WHAT IS REQUIRED:
In the excerpt about the Trump Turnberry prank, what did the police offer Simon Brodkin to drink while he was in custody?

EXCERPT:
SO if you’re going to prank Donald Trump by chucking swastika-covered golfballs at him, as he opens one of his tremendous courses, you should do it at Trump Turnberry.

According to the comedian Simon Brodkin, whose stage name is Lee Nelson and who perpetrated said stunt last June, he was slumped in custody when a Scottish sergeant noted: “You’re that guy”.

“In that moment I realised I had an ally,” recalled Brodkin this week. “They loosened the cuffs so the blood went back to my fingers and asked if I wanted some Lucozade. Big love for the Scottish police.”

In next week’s Channel Four documentary Britain’s Greatest Hoaxer, Brodkin also relates that the Scottish police refused to let Trump’s secret service people interview him. Instead they sped him to the nearest airport and told him to “get the hell out of the country”.

ROWS:
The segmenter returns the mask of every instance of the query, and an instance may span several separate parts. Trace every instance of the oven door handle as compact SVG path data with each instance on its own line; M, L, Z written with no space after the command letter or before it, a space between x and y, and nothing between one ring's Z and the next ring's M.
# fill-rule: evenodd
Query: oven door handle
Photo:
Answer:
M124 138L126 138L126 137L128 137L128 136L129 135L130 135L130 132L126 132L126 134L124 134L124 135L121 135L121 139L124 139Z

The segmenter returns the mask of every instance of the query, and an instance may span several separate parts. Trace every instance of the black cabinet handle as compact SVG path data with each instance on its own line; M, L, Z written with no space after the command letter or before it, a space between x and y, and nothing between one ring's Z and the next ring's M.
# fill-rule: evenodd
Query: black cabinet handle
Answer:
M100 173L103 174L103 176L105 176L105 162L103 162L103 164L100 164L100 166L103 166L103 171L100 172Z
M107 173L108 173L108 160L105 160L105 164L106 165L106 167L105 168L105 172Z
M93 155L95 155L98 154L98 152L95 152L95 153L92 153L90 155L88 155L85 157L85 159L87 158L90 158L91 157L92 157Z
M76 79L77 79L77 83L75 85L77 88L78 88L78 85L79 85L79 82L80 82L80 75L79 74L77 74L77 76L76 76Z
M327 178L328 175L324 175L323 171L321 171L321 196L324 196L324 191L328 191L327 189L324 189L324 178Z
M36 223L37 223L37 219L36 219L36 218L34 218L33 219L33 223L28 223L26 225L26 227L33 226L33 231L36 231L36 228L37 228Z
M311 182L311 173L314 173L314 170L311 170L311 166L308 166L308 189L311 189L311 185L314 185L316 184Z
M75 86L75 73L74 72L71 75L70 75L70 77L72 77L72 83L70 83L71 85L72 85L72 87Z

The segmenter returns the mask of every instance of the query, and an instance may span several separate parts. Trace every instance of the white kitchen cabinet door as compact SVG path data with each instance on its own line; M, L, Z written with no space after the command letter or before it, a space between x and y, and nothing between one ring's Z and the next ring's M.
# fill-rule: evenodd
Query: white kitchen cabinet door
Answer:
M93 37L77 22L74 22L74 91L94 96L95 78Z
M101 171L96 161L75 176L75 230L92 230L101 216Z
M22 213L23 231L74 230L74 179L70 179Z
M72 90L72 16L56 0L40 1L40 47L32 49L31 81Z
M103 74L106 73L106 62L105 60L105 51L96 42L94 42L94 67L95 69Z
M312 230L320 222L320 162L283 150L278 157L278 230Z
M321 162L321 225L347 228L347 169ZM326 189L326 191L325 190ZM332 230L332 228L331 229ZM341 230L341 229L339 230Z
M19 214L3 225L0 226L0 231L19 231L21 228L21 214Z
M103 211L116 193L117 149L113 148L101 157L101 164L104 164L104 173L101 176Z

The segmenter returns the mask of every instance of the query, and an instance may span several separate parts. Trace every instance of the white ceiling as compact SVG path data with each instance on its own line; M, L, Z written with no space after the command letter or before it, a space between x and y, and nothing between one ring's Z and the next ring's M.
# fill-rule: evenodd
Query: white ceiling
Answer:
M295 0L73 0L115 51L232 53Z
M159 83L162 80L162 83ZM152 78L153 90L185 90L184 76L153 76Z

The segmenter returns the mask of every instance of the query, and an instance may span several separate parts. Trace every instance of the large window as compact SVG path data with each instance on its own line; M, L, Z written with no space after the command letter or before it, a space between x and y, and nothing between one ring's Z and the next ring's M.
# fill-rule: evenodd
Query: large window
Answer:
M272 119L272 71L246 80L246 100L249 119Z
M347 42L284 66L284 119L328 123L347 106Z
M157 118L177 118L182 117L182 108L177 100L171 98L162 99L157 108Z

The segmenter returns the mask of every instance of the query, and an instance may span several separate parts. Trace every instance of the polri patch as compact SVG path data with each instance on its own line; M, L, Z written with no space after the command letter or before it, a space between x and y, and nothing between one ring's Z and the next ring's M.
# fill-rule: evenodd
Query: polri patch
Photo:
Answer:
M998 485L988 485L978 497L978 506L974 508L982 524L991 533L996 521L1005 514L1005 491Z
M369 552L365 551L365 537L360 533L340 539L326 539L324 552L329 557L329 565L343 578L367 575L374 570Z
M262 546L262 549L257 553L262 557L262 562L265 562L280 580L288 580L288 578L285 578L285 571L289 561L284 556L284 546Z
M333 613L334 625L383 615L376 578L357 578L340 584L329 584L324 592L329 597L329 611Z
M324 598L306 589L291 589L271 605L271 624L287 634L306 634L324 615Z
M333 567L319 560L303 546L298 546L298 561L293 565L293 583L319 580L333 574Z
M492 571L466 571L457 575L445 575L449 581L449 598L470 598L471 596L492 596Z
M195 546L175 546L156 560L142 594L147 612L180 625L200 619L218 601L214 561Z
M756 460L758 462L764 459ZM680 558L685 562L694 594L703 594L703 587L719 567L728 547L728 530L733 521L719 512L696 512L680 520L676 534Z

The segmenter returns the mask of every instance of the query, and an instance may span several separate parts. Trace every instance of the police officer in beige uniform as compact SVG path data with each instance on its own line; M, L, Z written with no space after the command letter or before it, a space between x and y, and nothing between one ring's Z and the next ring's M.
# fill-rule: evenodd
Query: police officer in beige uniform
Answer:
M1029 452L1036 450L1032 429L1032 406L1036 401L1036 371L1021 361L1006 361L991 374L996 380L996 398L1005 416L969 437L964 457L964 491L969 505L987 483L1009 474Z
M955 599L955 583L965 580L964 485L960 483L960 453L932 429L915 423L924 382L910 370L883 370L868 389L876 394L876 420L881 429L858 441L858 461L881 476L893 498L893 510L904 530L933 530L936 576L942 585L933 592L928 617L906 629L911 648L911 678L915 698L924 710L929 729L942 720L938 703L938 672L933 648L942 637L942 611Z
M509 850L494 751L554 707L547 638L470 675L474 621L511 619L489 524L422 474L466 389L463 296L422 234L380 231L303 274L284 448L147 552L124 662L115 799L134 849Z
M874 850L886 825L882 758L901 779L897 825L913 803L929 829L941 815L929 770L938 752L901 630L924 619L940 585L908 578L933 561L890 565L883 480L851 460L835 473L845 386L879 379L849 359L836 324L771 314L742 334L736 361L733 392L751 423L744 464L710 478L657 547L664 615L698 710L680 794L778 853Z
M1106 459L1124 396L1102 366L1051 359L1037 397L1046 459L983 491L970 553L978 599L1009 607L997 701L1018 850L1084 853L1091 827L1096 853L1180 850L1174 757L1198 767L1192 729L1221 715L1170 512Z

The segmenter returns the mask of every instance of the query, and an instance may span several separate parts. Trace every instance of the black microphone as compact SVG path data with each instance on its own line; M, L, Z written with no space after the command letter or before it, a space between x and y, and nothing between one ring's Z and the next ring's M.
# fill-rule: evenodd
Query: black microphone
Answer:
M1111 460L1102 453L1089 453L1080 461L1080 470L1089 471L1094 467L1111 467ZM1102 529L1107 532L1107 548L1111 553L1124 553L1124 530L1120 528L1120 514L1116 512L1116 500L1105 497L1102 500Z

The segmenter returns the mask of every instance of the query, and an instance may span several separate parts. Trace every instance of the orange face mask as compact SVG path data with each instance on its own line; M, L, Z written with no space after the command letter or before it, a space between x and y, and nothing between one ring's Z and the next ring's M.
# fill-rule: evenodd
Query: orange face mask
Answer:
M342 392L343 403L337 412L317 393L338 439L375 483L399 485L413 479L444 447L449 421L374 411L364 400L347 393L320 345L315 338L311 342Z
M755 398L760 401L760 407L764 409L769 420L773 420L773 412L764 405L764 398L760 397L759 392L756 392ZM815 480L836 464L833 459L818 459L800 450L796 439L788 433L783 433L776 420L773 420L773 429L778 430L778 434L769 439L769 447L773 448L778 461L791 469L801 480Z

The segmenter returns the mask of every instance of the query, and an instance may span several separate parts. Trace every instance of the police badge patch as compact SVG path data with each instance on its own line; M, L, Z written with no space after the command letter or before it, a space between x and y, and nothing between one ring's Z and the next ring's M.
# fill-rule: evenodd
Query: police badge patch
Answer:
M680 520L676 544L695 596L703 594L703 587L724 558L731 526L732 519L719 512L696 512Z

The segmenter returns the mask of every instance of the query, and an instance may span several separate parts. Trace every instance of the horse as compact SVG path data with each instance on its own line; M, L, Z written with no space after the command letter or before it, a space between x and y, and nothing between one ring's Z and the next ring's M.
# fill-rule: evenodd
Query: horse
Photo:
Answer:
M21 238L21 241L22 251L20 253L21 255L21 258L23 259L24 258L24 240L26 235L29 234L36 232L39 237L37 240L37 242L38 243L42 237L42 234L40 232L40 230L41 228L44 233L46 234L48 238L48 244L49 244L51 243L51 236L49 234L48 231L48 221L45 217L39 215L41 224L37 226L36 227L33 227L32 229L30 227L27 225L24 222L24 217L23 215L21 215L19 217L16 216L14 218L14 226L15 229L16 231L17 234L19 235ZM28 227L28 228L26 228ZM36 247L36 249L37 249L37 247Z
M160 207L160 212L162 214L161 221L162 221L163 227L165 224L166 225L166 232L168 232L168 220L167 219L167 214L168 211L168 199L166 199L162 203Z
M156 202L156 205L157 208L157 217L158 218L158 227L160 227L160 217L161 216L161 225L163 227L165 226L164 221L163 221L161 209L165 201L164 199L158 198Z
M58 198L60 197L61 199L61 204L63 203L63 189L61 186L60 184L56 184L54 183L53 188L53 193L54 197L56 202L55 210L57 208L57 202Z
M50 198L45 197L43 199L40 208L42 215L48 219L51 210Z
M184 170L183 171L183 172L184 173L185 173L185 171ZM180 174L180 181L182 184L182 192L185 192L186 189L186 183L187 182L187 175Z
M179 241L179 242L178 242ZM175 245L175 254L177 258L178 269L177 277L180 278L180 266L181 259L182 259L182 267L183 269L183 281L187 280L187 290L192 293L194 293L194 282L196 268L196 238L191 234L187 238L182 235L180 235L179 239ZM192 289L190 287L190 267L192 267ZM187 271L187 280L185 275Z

RESULT OF THE TASK:
Lucozade